● **Written exercise**
Reproduce each of the following records word for word, line by line, with nothing changed.

═════ Source data ═════

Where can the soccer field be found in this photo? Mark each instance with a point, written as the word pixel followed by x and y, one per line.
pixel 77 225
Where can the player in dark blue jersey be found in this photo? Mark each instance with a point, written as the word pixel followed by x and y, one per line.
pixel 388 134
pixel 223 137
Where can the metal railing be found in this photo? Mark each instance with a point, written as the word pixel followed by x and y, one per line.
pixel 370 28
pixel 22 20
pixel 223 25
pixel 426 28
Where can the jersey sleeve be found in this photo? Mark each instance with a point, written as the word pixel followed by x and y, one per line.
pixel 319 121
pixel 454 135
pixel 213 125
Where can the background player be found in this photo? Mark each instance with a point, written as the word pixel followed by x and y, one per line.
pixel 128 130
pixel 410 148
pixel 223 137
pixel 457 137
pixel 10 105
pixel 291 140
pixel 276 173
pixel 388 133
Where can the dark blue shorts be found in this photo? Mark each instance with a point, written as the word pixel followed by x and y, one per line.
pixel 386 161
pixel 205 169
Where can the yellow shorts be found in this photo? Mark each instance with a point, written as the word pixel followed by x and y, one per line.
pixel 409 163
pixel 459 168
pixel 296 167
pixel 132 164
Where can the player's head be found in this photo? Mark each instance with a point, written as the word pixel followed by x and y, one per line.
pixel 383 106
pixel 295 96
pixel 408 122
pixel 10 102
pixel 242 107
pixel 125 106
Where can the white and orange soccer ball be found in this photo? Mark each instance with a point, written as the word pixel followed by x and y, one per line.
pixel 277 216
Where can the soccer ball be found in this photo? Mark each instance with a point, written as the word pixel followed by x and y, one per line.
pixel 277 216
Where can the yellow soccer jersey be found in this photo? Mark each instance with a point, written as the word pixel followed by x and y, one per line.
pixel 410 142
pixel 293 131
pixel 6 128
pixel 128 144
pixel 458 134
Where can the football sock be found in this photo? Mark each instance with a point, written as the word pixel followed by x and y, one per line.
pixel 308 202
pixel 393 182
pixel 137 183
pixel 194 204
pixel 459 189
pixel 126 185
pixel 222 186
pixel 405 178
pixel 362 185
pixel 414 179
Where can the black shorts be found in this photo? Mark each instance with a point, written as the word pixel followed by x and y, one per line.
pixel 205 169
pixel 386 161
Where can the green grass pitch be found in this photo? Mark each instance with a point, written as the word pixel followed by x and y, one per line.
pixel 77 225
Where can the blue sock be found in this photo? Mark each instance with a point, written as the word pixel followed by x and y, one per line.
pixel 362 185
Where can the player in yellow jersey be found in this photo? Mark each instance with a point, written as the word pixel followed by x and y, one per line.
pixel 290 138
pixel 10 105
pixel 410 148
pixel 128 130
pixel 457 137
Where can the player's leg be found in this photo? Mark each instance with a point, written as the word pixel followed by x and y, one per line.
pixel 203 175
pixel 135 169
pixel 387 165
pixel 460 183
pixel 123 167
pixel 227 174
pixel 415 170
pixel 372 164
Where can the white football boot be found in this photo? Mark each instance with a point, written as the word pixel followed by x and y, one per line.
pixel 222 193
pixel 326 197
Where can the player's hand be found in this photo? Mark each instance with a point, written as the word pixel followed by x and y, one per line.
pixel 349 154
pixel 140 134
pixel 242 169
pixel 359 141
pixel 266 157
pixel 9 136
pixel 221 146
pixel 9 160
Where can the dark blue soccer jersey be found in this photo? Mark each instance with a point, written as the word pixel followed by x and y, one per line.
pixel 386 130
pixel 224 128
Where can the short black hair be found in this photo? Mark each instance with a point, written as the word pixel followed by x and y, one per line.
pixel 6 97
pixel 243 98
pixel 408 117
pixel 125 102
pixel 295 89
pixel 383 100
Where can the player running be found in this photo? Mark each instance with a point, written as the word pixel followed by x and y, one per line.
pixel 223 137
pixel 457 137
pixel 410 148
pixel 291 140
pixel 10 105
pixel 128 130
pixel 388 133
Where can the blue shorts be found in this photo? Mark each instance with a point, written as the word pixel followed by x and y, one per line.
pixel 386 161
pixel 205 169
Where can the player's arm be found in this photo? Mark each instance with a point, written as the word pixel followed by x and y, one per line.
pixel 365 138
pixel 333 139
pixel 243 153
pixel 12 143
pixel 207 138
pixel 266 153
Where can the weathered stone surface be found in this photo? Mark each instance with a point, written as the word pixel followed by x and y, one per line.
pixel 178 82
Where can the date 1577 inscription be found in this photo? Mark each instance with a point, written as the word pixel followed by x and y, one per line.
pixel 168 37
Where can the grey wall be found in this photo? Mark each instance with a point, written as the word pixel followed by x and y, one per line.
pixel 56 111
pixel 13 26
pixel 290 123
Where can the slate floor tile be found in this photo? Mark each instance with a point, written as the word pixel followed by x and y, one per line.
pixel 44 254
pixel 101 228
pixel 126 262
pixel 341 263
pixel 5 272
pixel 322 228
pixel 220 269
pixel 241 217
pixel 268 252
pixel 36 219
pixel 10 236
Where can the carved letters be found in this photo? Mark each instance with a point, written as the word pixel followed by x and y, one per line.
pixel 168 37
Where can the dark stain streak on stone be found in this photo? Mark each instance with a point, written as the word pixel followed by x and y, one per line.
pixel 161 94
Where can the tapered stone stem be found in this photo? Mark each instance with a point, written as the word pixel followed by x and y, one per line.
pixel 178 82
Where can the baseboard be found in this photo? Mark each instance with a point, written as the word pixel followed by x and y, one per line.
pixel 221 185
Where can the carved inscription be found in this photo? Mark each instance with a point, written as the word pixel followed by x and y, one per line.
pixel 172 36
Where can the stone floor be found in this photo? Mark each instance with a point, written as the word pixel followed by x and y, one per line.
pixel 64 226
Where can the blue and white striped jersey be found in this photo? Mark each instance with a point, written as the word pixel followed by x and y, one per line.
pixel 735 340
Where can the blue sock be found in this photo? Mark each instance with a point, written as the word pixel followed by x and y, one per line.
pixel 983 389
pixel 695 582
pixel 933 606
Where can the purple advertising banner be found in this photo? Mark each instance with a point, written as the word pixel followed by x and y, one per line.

═════

● **Task output**
Where can the soccer field be found in this photo? Mark each instance with a point, written as the word pixel followed by x and y, one per line.
pixel 77 225
Where can the player in dark blue jersey be found in this photo? Mark each instance with a point, written as the word pixel followed by x and y, one per line.
pixel 388 134
pixel 223 137
Where can the metal railing be found in this photo? Mark each instance with a point, written as the word pixel followed by x and y, one per line.
pixel 370 28
pixel 22 20
pixel 223 25
pixel 426 28
Where can the jersey sleeve be found in this photo? Mark each instance with a point, written as the word pixel followed by x and y, one per line.
pixel 319 121
pixel 454 135
pixel 213 125
Where can the background player be found in this photo? Mark each instance with a point, written as the word pixel followed by x and y, one per line.
pixel 128 130
pixel 410 148
pixel 223 137
pixel 457 137
pixel 10 105
pixel 291 140
pixel 276 173
pixel 388 133
Where can the dark blue shorts be found in this photo? Mark each instance with a point, written as the word pixel followed by x and y, one per line.
pixel 386 161
pixel 205 169
Where can the yellow shorts be found in this photo? Mark each instance with a point, written as the word pixel followed by x and y, one per line.
pixel 409 163
pixel 459 168
pixel 296 167
pixel 132 164
Where can the player's head be found in this photo? Mark each instance with a point, written as the word pixel followed by x and y, one per line.
pixel 383 106
pixel 295 96
pixel 408 122
pixel 10 102
pixel 242 107
pixel 125 106
Where can the white and orange soccer ball be found in this photo? Mark each instance with a point, written as the word pixel followed by x and y, one per line.
pixel 277 216
Where can the soccer ball be found in this photo? Mark each instance with a point, written as the word pixel followed by x and y, one per line.
pixel 277 216
Where can the yellow soccer jersey be found in this photo? Mark each instance with a point, written as the word pixel followed by x and y, one per line.
pixel 410 142
pixel 293 131
pixel 6 128
pixel 128 144
pixel 458 134
Where can the football sock be found in this photo? Mark each instance with a point, written as the word pixel followed by x and y, one per line.
pixel 308 202
pixel 393 182
pixel 137 183
pixel 194 204
pixel 459 189
pixel 126 185
pixel 222 186
pixel 405 178
pixel 362 185
pixel 414 179
Where can the black shorts be found in this photo? Mark each instance with a point, written as the word pixel followed by x and y, one per line.
pixel 205 169
pixel 386 161
Where can the green grass pitch be found in this photo? Mark each instance with a point, written as the word pixel followed by x and y, one per line.
pixel 77 225
Where can the blue sock be found in this photo? Mark each instance with a point, written as the word pixel followed by x and y, one per line.
pixel 362 185
Where can the player in yellow jersey be found in this photo? Mark each instance with a point, written as the word pixel followed by x and y, one per line.
pixel 290 138
pixel 10 105
pixel 410 148
pixel 128 130
pixel 457 137
Where can the player's leg be found in this photo? Mark each instance with a point, written as the word pixel followed by x and y, one per line.
pixel 203 175
pixel 135 169
pixel 387 165
pixel 460 183
pixel 123 167
pixel 227 174
pixel 415 170
pixel 372 164
Where can the white football boot be found in this photo? Mark each instance with a point, written as the word pixel followed by x and y, one per line.
pixel 222 193
pixel 326 197
Where can the player's hand be found in this photo? Mark each instance with a point, written as the word pixel followed by x and y, one per line.
pixel 349 154
pixel 140 134
pixel 242 169
pixel 359 141
pixel 266 157
pixel 9 136
pixel 221 146
pixel 9 160
Where can the dark blue soccer jersey be found in this photo? Mark each instance with a point, written as the word pixel followed by x and y, one per line.
pixel 386 130
pixel 224 128
Where can the short black hair be found in this photo? Mark each instance with a point, written as the word pixel followed by x and y, one per line.
pixel 6 97
pixel 243 98
pixel 408 117
pixel 125 102
pixel 295 89
pixel 383 100
Where can the player running be found in this photo? Mark each instance with a point, written as the word pixel followed by x and y, one per line.
pixel 223 137
pixel 457 137
pixel 410 148
pixel 291 140
pixel 10 105
pixel 128 130
pixel 388 133
Where can the blue shorts be found in this photo? Mark each instance with a point, written as the word pixel followed by x and y, one per line.
pixel 386 161
pixel 205 169
Where can the player's arm be found in this photo? Mark each instance with a point, written as the word pixel followed by x and y, one per line.
pixel 365 138
pixel 333 139
pixel 243 153
pixel 12 143
pixel 207 138
pixel 266 153
Where can the weathered stone surface be found in this photo? Mark each instance with a point, written as the word pixel followed by x and y, one per line.
pixel 178 82
Where can the date 1577 inscription be found in this photo? Mark each instance with a point, written as the word pixel followed by x and y, one per line.
pixel 168 37
Where can the grey wall be found in this photo? Mark each instance with a point, written as the word pixel followed by x and y, one per line.
pixel 56 111
pixel 13 26
pixel 290 123
Where can the slate floor tile be found in this photo? Mark each instance with a point, written as the word pixel followed by x and y, one per line.
pixel 44 254
pixel 101 228
pixel 126 262
pixel 341 263
pixel 5 272
pixel 322 228
pixel 220 269
pixel 241 217
pixel 268 252
pixel 36 219
pixel 10 236
Where can the carved letters be found in this photo? Mark each instance with a point, written as the word pixel followed by x and y, one per line.
pixel 168 37
Where can the dark stain streak on stone be found in this photo? Mark each instance with a point, written as the word pixel followed by x and y, one per line.
pixel 161 94
Where can the tapered stone stem be found in this photo? Mark each instance with a point, written as the word pixel followed by x and y, one per line.
pixel 178 82
Where can the baseboard be found in this photo? Mark each instance with a point, written as the word pixel followed by x and y, one per line.
pixel 221 185
Where can the carved inscription be found in this photo? Mark each instance with a point, written as the word pixel followed by x and y, one per line.
pixel 172 36
Where can the stone floor be found in this photo? Mark each instance with a point, written as the word pixel followed by x and y, one per line.
pixel 64 226
Where can the blue and white striped jersey be found in this photo? Mark each instance with a point, written as the word pixel followed by x and y, one per line.
pixel 735 340
Where can the blue sock be found in this photo? Mark each instance with a point, written as the word pixel followed by x and y, one per line.
pixel 983 389
pixel 695 582
pixel 933 606
Where can the purple advertising banner be found in this photo? Mark each instance with a point, written as the word pixel followed by x and y, one per line.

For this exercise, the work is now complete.